Point-per-instance localization data
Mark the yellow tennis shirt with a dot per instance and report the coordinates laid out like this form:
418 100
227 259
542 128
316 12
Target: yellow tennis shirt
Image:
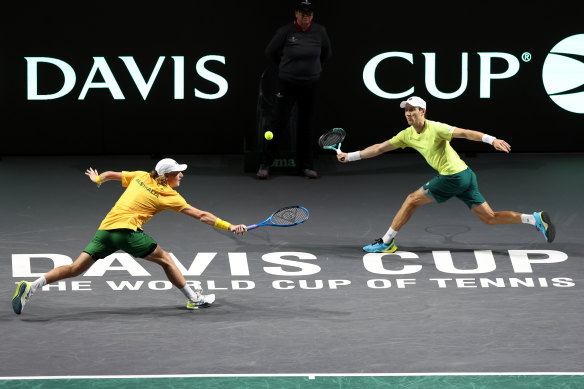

--- WHAT YOU WILL DO ---
The records above are to be duplicated exactly, pictures left out.

--- OUTPUT OF THE EXERCISE ---
Mark the yellow tennis shirt with a dot per instance and report the coordinates laid out like this form:
418 100
227 259
542 128
316 12
Target: yellow tennis shirt
Image:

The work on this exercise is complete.